Selected excerpt:
Oil Sands Truth: Shut Down the Tar Sands

Northern Alberta economy braces for next boom

Northern Alberta economy braces for next boom
By Archie McLean, Canwest News Service
October 3, 2009

The economic slowdown has been good for Fort McMurray. But with things picking up again in the oilsands, many wonder if they’re prepared to weather the next boom.

FORT MCMURRAY, Alta. — In recent years, simply treating employees well wasn't enough to keep them serving customers in Fort McMurray.

"I don't blame young people," said Bill Rockwell, who owns a toy store in the Peter Pond mall downtown. "Work for me in retail, or go up north of the city and pile rocks or whatever for $40 an hour?"

But since the bottom fell out of the world economy a year ago, enticing and keeping workers hasn't been quite so difficult.

"It's been infinitely better," said Rockwell. "The economy is reaching a more sane level."

Problem set:
- a) Output the section of the article on Fort McMurray's economy that begins at the words "Oil Sands Truth: Shut" and stops after "in Fort McMurray.", copying it word for word.
- b) Using the article on Fort McMurray's economy, answer yes or no to each statement below and support each answer with the deciding words from the article, quoted exactly: (i) Bill Rockwell owns a toy store in the Peter Pond mall; (ii) Rockwell says that keeping workers has gotten harder since the economic downturn; (iii) the article is dated October 2009.

[Location labeling records]
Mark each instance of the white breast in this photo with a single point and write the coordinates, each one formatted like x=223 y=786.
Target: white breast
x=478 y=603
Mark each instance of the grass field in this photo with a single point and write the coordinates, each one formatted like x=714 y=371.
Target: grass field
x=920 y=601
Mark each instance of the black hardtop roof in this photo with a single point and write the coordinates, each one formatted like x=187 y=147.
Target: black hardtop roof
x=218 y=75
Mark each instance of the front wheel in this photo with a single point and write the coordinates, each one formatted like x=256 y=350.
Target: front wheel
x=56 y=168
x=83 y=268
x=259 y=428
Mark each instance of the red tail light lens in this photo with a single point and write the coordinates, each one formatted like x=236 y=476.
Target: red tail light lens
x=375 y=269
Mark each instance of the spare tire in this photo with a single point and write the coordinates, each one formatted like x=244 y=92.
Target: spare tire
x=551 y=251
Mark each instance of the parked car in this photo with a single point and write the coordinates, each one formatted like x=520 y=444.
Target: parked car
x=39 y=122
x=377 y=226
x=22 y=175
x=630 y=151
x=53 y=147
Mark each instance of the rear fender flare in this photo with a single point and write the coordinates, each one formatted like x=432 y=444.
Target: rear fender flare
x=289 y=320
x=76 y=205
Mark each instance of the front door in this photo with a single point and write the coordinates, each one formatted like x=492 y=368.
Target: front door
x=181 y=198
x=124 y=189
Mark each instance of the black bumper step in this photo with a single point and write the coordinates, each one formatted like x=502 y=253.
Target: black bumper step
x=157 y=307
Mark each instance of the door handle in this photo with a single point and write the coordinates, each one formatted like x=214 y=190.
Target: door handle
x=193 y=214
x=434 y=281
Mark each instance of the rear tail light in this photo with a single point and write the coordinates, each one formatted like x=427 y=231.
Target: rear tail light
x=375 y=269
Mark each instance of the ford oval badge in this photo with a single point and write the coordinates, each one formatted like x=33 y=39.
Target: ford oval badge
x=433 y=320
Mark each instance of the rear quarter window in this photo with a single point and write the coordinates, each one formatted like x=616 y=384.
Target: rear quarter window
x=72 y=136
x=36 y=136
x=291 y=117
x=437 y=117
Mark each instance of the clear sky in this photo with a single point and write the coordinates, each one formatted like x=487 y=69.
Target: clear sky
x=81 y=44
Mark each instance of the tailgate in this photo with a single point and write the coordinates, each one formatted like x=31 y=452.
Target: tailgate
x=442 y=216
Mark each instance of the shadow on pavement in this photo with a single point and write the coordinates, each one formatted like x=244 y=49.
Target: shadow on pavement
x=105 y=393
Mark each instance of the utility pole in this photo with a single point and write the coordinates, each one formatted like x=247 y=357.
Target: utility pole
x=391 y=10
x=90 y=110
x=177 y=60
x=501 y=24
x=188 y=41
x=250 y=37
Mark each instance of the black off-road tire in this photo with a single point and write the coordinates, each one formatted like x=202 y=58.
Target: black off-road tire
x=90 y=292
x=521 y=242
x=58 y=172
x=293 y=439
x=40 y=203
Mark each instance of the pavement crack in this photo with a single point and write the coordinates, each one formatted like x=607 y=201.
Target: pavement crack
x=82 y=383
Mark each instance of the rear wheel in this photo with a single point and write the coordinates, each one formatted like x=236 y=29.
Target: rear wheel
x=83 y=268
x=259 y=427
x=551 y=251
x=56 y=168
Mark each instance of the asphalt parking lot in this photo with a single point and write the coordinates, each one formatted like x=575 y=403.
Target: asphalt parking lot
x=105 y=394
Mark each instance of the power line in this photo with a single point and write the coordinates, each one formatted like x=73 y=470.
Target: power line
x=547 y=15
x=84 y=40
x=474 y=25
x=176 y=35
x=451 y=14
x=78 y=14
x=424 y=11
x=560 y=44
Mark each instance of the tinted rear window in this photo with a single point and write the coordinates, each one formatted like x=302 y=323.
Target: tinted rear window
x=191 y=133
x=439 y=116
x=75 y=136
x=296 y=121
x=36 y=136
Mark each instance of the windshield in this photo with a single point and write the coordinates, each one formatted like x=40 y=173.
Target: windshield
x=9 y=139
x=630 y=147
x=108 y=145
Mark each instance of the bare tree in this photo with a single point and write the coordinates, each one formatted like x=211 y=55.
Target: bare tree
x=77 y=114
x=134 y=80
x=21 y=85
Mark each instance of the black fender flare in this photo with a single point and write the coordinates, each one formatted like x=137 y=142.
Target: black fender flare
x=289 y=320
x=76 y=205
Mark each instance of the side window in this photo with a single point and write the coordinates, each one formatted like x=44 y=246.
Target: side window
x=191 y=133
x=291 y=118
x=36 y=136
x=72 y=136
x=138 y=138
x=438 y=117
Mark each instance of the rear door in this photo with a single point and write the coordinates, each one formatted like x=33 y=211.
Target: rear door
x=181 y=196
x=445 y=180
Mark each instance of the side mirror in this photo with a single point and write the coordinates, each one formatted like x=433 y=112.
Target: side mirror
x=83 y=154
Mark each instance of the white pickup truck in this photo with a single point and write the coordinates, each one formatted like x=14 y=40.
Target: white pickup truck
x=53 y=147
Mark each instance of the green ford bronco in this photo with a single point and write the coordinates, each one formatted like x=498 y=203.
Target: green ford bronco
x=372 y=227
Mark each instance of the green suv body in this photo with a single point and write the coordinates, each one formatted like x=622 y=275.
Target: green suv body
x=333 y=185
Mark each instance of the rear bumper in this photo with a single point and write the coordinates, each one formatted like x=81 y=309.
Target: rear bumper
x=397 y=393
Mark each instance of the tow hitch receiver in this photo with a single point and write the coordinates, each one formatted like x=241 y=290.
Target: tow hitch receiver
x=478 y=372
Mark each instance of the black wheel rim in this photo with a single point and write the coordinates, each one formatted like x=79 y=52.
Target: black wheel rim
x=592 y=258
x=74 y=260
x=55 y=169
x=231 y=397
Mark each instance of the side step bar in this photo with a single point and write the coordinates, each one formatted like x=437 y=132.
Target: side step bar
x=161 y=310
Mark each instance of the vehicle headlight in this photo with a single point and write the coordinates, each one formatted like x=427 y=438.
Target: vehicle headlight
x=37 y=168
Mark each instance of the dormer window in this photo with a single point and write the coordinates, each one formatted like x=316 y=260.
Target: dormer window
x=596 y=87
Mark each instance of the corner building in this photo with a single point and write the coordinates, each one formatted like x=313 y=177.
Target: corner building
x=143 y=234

Expected responses:
- a)
Oil Sands Truth: Shut Down the Tar Sands

Northern Alberta economy braces for next boom

Northern Alberta economy braces for next boom
By Archie McLean, Canwest News Service
October 3, 2009

The economic slowdown has been good for Fort McMurray. But with things picking up again in the oilsands, many wonder if they’re prepared to weather the next boom.

FORT MCMURRAY, Alta. — In recent years, simply treating employees well wasn't enough to keep them serving customers in Fort McMurray.

- b)
(i) Yes: "who owns a toy store in the Peter Pond mall downtown"
(ii) No: "It's been infinitely better," said Rockwell.
(iii) Yes: "October 3, 2009"